* Source document *
● ● ● ●
Review: Empire Of The Sun – Ice On The Dune

The cover art for Ice On The Dune still looks like a poster for one of those excellent Star Wars prequels, so Empire Of The Sun certainly haven’t lost their sense of grandeur. The trouble with the band, though, has always been that their grandeur doesn’t manifest itself in harmless delusions that result in avant-garde lyrics and epic sonics.

They instead chase after grandeur intently, probably skipping, whilst dropping opalescent seeds in the dirt that immediately sprout into intensely chromatic, redolent flowers. They want desperately to be grand and splendorous. Luke Steele, the de facto frontman of the duo (notice how he stands protectively in front of Nick Littlemore in every PR shot), described the title track as being “about how the Emperor’s head-dress is stolen by The King Of Shadows, bringing chaos to the world”. Quaint.

The album opens with the Danny Elfman-like orchestral arrangements of Lux, which sounds half like the opening of a Tim Burton film and half like the music played in the menu screen of a medieval role-playing game. This is before DNA makes us feel like the spirit of 2008 is still alive. Luke Steele still sings in his trademark fey, small-child-rubbing-his-eyes-at-the-big-wide-world cadence. Syrupy synths and summery pop dynamics are aglow, reminiscent of the debut record with its catchy shimmer. Steele aptly describes the song as “like lying in front of a log fire with a labrador as a pillow”.
● ● ● ●
* Data section *
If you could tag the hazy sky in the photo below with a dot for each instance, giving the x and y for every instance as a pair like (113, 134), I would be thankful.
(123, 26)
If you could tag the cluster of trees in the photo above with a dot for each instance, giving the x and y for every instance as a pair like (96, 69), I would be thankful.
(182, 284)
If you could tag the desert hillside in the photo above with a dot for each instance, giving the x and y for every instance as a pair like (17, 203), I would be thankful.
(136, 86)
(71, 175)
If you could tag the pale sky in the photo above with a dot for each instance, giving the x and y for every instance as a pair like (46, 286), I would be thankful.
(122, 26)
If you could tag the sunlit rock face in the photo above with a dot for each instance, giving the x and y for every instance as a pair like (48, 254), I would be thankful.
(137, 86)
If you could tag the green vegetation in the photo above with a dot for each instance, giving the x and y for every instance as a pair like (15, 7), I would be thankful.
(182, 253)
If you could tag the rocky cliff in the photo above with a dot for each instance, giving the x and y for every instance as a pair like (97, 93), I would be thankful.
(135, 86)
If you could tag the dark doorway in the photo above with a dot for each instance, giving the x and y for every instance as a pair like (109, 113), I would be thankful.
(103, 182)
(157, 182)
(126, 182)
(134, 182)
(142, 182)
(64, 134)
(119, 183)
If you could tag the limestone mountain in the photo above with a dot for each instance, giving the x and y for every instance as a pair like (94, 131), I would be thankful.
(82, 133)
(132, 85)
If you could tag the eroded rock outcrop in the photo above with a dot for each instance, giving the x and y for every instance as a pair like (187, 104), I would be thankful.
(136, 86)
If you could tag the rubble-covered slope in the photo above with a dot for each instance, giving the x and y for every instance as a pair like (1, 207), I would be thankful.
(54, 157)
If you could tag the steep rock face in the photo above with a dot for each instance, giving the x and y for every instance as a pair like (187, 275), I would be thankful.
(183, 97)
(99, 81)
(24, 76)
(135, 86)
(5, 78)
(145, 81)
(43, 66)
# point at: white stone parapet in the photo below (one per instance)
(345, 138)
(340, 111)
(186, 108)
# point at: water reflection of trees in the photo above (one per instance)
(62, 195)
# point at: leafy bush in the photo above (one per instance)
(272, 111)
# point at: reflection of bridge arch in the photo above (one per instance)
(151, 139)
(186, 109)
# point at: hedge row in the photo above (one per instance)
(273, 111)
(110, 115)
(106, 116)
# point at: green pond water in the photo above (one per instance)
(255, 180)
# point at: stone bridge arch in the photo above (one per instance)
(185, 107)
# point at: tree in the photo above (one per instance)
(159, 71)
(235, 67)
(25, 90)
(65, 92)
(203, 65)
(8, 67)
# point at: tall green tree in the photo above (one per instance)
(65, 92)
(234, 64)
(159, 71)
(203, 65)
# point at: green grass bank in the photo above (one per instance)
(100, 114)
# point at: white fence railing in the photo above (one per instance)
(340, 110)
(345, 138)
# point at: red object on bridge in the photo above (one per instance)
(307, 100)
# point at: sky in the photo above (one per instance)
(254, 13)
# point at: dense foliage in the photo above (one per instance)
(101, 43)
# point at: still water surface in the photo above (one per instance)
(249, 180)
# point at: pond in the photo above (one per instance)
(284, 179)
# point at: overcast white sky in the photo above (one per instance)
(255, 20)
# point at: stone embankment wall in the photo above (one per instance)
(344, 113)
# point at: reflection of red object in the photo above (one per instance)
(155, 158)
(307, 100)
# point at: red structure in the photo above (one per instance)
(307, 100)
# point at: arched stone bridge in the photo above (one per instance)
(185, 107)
● ● ● ●
* Task list *
1. Copy the Ice On The Dune review from "The cover art" to "and epic sonics.", swapping "cover art" for "album artwork".
2. According to the Ice On The Dune review, in front of which bandmate does Luke Steele stand in every PR shot?
3. Write the next part of the Ice On The Dune review, picking up after its last sentence.

* Expected results *
1.
The album artwork for Ice On The Dune still looks like a poster for one of those excellent Star Wars prequels, so Empire Of The Sun certainly haven’t lost their sense of grandeur. The trouble with the band, though, has always been that their grandeur doesn’t manifest itself in harmless delusions that result in avant-garde lyrics and epic sonics.

2. Nick Littlemore.

3.
The lead single, Alive, has all the hallmarks of a turn-of-the-decade summer hit. Choruses of children caterwauling in falsetto, vague life-affirmations, angel-hair synths and hooks that bleed into the next hook. It could reasonably bookend the good times had by Carly Rae Jepsen and Owl Eyes on Good Time. During Concert Pitch, choked-up Robert Smith vocals hiccup over a phased, pulsing New Romantic beat and I’ll Be Around channels Saturdays = Youth-era M83 as a kind of ersatz revivalism. Old Flavours is a similar sun-kissed regression to about 4 years ago, with thick, candy-coated synths and that one 808 beat the band seem all too familiar with.

Says Littlemore in an album press release, “Luke left the studio one night and said he was going for dinner. He didn’t come back for two days. When he did, he was a changed man.” Something tells me that shotgun transformations and similar self-indulgences happen to Empire of the Sun all the time. Perhaps one day Steele decided to only communicate in a language he invented himself, giving everyone in the studio a welcome respite from his constantly shouting “More emotion! More emotion!” like an errant film school student. The engineers probably got tired of this, which might explain why the latter tracks on the album are far weaker than the foregoing. The album ends with the awkward Station to Station-Dark Side of the Moon melange of Keep A Watch.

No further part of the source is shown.